==== もとの文章

越田年彦『たとえと事実でつづる経済12話』

たとえと事実でつづる経済12話

たとえと事実でつづる経済12話


経済理論をわかりやす〜いケーススタディに落とし込みたいと思って読みました。まずまず、というところかな。買うほどではないと思う。

p.15
カネの儲け方
1)せっせと何かを作る
・労働力を売って金を得る
・作り出したものは売られ、消費されていく
・フロー商品=消えてなくなる種類の商品

2)買ったものの値段が高くなった売る
・株、骨董品、絵画、土地など
・価格の変動がある
・需要者と供給者との力関係で価格が決まる
・株のようなストック商品には、数に限りがある
→数に限りがあることが、ストック商品に対する人々の人気をあおる

p.17
フロー商品も、しなおすになることでストック商品にもなりうる。
絶えず生産されているものはフロー商品だが、
生産が追いつかない状態になるとストック商品となってしまう(ストック化)

p.42
アダム・スミス
→神の見えざる手

私たちは、利己心(自分の利益)のために生産したり、活動したりするのであるが、これが「見えざる手」に導かれて、社会全体の利益を高めることになるというのだ。



自由放任することをフランス語でレッセ=フェール(laissez-faire)というが、スミスはこれが望ましい社会・国家の基本的方針であるとする。ちなみに、レッセ=フェールにもとづく国家を夜警国家という。命名者は、ドイツの社会主義者ラッサールである。

%どうしてそれが「夜警国家」なのかの由来を書いてほしい。
%これだけじゃわからない。

========
==== 手元の情報

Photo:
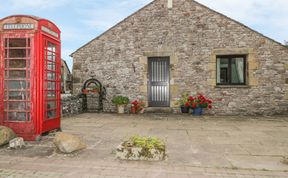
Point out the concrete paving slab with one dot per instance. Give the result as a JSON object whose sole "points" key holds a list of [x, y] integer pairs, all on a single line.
{"points": [[197, 147]]}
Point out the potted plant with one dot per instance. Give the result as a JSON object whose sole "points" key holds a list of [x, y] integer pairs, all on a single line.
{"points": [[142, 148], [198, 103], [95, 89], [137, 105], [85, 91], [183, 102], [121, 102]]}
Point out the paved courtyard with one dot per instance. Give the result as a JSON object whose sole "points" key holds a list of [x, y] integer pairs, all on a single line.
{"points": [[200, 147]]}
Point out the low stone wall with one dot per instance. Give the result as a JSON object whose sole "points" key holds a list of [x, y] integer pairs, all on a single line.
{"points": [[71, 105]]}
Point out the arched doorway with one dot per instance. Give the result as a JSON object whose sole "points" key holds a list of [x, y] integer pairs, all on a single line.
{"points": [[93, 94]]}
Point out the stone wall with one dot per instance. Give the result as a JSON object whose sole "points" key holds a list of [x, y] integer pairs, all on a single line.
{"points": [[71, 105], [191, 35]]}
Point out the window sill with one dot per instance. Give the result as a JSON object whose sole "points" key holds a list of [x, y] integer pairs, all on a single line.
{"points": [[232, 86]]}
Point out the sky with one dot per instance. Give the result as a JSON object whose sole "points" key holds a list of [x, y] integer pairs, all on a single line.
{"points": [[83, 20]]}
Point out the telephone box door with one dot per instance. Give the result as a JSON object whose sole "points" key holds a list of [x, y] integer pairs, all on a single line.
{"points": [[17, 80], [52, 83]]}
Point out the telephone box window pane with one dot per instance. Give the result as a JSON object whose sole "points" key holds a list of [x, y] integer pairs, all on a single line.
{"points": [[17, 84], [51, 85], [16, 95], [12, 74], [28, 116], [51, 105], [16, 116], [6, 53], [51, 57], [19, 106], [6, 42], [51, 76], [16, 63], [17, 53], [51, 114], [17, 42], [51, 94], [51, 47], [51, 65]]}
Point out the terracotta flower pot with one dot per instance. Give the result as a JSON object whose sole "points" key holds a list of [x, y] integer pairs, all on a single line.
{"points": [[121, 109]]}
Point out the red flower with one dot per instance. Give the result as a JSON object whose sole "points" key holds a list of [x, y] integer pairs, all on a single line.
{"points": [[191, 98], [193, 105]]}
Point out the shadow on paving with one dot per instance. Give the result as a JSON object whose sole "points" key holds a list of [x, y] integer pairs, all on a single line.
{"points": [[233, 142]]}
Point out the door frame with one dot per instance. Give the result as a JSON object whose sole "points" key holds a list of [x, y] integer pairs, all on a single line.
{"points": [[167, 104]]}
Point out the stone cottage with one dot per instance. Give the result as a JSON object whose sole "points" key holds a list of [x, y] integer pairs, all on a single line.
{"points": [[169, 47]]}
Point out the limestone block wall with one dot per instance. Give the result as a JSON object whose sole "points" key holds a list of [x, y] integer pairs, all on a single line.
{"points": [[192, 36], [71, 105]]}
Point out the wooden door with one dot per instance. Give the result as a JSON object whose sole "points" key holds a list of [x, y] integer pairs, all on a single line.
{"points": [[158, 84]]}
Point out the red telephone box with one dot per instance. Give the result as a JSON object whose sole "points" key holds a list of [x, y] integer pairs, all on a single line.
{"points": [[30, 64]]}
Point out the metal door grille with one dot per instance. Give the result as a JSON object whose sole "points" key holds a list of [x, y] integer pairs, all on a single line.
{"points": [[17, 99], [158, 85]]}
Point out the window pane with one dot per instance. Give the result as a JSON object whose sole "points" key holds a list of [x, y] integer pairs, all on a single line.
{"points": [[17, 63], [51, 65], [18, 95], [51, 105], [12, 74], [17, 42], [51, 47], [237, 70], [51, 114], [17, 53], [51, 76], [19, 106], [51, 85], [16, 116], [222, 70], [51, 94], [17, 84]]}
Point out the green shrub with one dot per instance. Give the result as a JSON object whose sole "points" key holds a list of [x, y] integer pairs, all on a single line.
{"points": [[146, 142], [120, 100]]}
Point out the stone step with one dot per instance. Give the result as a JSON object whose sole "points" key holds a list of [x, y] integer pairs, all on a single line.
{"points": [[158, 110]]}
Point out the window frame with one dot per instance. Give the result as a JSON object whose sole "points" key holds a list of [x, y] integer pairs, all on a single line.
{"points": [[230, 57]]}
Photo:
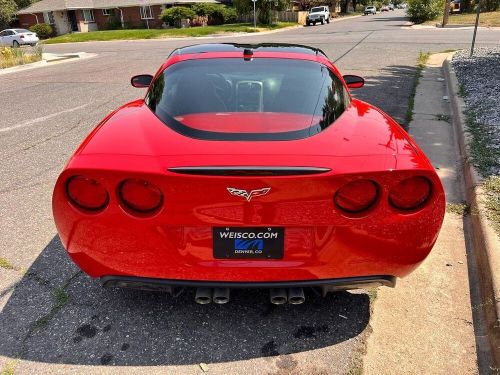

========

_やること_
1. 読書メモから、次の問いに答えてください。
(a) 「神の見えざる手」と結びつけて書かれている人物はだれですか。
(b) 自由放任のことをフランス語で何と言いますか。
(c) 「夜警国家」と名づけたのはだれですか。
2. 読書メモの「カネの儲け方」の2つ目で、例として挙がっているものをすべて挙げてください。
3. 読書メモの続きを、最後の文のあとから書いてください。

_答え_
1.
(a) アダム・スミス
(b) レッセ=フェール(laissez-faire)
(c) ドイツの社会主義者ラッサール

2. 株、骨董品、絵画、土地

3.
p.51

価格が「ちょっと」下がったとしよう。普通ならばその商品の需要は「幾分」増加するはずである。では、この「ちょっと」と「幾分」の比率はどれくらいなのか、これを表したものが需要の弾力性である。

%このたとえ話はうまい。っていうかおもしろい。


需要の弾力性とは価格が1%上がった(下がった)ならば、需要は何%上がる(下がる)のかを示しているのである。

p.74-p76
資本主義経済の移り変わり

・産業資本主義経済
18世紀後半にイギリスで誕生。初期資本主義経済で、無数の小資本家が生産者として自由競争。業界を牛耳る巨大企業は登場していない。金融機関はまだ大きな力を持っていない。製造業を中心とする経済。

・独占資本主義経済
競争の結果、企業の合併などが増え、巨大化していく=資本の集中。これを通じて少数の巨大企業が市場を支配するという形が普通になる。ヨーロッパでは19世紀末にはこの段階に。
カルテルなどがおこるようになり、巨大企業が強調して利益を追い求めるようになる。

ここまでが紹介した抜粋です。